■ ACTIVITY: Extend the discussion of journalism and its online incentives below, picking up right after its final sentence.

■ GIVEN TEXT:
|
Many journalists seem to have discovered that becoming noisy, performative blue tick ‘personas’, acting out journalism on Twitter, and saying things like ‘this, literally this’ a lot as a substitute for actual analysis is also good for their careers. They act out this status-dance of pretending to loathe every second of life in the toxic digital hellscape that, in the talk tracks and visibility it gives them is actually very beneficial for their careers. They couldn’t actually admit it’s been good for them though, as that would mean admitting profiting from the algorithmic, privacy problem-invested landscape that they barely understand but have made their careers criticizing. But of course, everyone’s at it! So the only way to get ahead is more paranoia, more angst, more toxicity. Once you’re bought in, you can’t go back to tacking to the middle. So we get an arms race of performative angst and hyperbolic statements. Before you know it, you’re claiming that Slack notifications give you PTSD symptoms: https://twitter.com/pfpicardi/status/1220738739514814467?s=2... The problem is that that is antithetical to the real work of journalism - which should be about seeking truth without fear or favour. |
Who cares about paying for a staff of $60-80k/year well-seasoned investigative reporters that take weeks-months to produce vivid, informative pieces only for them to be forgotten about for another thing in the 24hr news cycle? Why not just pay a bunch of young people $18/hr to "rehash" 8 articles/day with a bunch of fluff and opinion to pump out more stuff to get more dollars? Why even bother going out into the world to gather information when I could just copy-paste the first story to come out, add a few pictures and edits, then release it to catch the demand-wave for content monetization while it's riding high, and call it a day?

■ STUDY MATERIAL:
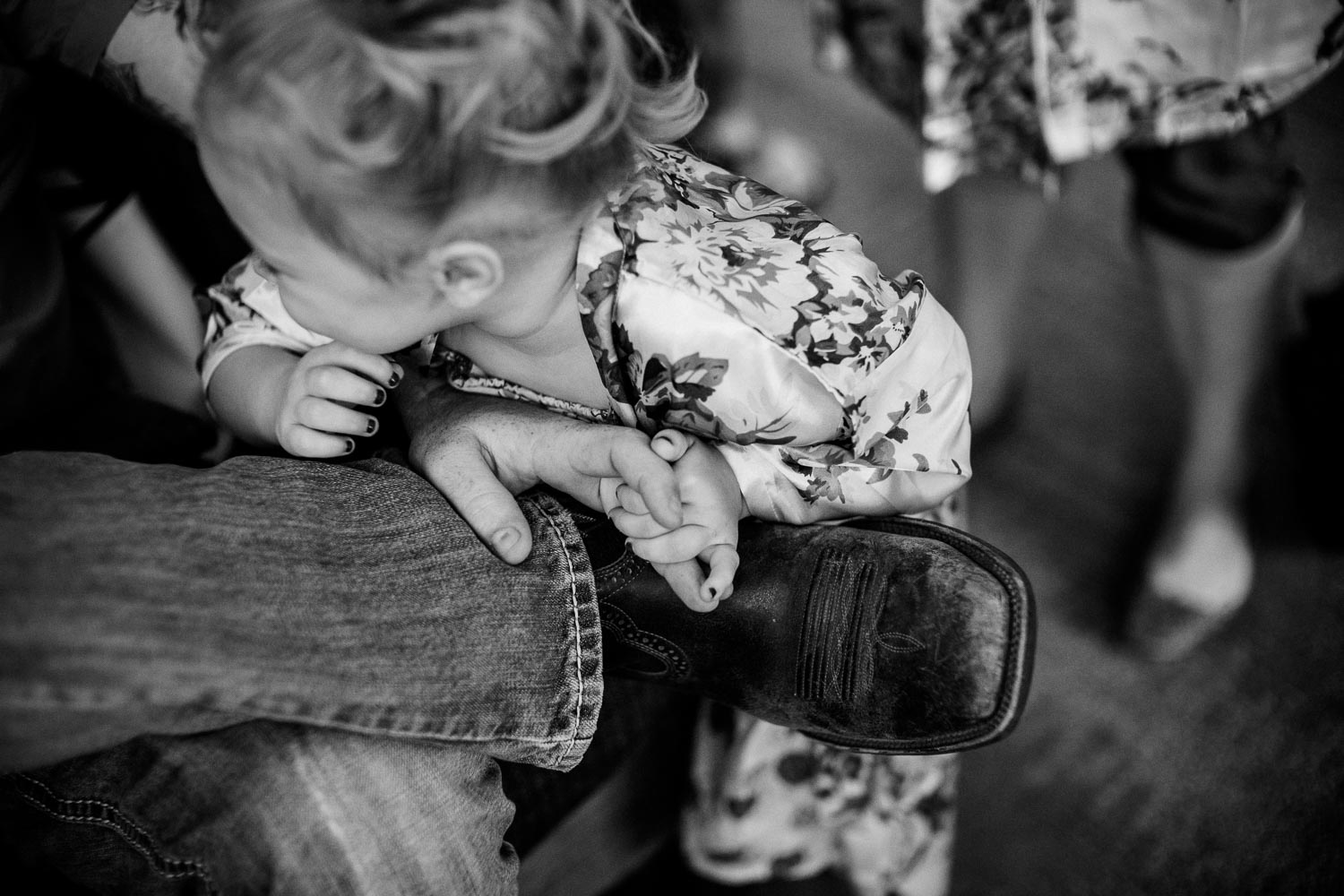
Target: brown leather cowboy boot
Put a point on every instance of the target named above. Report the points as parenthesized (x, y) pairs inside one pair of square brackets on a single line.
[(889, 635)]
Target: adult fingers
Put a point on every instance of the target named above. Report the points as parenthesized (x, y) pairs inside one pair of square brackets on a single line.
[(631, 500), (459, 469), (636, 525), (685, 579), (648, 474)]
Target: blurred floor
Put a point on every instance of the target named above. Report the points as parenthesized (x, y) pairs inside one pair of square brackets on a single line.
[(1220, 774)]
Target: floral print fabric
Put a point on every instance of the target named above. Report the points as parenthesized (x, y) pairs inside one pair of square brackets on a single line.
[(1021, 86), (717, 306), (726, 311)]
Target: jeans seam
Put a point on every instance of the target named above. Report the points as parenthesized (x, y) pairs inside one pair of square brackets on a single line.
[(105, 814), (578, 633)]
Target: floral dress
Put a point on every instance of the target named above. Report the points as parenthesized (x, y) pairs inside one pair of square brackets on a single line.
[(1023, 86), (719, 308)]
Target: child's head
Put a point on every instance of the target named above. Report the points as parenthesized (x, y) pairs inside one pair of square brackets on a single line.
[(389, 128)]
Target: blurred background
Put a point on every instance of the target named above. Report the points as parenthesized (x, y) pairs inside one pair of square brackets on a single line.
[(1218, 774)]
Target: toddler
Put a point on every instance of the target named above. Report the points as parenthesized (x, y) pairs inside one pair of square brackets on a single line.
[(491, 182)]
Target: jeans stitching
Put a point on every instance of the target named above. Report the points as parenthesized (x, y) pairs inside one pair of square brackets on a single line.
[(578, 632), (104, 814)]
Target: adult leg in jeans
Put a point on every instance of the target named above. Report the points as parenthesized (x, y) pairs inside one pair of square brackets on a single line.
[(159, 599), (156, 599), (266, 807)]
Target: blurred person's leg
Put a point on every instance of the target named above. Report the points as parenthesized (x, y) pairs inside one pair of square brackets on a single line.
[(734, 134), (158, 599), (1218, 220), (986, 228), (266, 807)]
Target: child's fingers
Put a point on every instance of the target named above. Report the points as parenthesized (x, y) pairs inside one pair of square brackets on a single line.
[(340, 384), (685, 579), (328, 417), (301, 441), (722, 560), (607, 487), (671, 445), (637, 525), (375, 368), (679, 544)]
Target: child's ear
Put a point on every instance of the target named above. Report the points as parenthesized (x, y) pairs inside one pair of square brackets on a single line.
[(465, 273)]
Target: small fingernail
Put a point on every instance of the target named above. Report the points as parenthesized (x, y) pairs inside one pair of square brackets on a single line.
[(504, 538)]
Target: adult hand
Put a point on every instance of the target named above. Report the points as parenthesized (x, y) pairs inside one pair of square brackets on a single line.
[(480, 452)]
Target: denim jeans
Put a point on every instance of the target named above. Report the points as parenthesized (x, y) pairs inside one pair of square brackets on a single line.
[(280, 676)]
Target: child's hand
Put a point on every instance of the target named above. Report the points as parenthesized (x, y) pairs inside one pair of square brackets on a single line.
[(317, 408), (711, 505)]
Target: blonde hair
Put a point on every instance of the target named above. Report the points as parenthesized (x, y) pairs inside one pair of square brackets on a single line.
[(410, 108)]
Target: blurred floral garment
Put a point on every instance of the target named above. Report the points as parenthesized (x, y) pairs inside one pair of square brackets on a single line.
[(1021, 86), (715, 306), (719, 308), (768, 802)]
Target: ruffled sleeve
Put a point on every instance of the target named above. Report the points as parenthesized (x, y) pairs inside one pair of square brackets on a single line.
[(246, 311)]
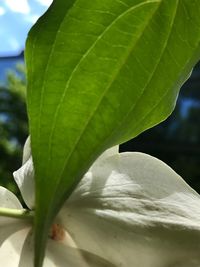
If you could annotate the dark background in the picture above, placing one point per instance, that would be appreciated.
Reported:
(176, 141)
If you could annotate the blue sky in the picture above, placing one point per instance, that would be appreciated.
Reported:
(16, 18)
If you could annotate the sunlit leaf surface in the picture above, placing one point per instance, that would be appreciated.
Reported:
(99, 73)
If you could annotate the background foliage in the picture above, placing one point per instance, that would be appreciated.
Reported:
(176, 141)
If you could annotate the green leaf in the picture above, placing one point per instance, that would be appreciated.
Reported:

■ EXERCISE RESULT:
The proliferation of 'fake news' is basically just "full-throttle" digital journalism that said, "Fuck it, why even wait around for real-life happenings to report on when I could just create my own and make money?"
Journalism is not anymore some "sacred art" or "esteemed profession", like a doctor or lawyer or scientist, it's just another avenue to make dollars from society through supply-demand.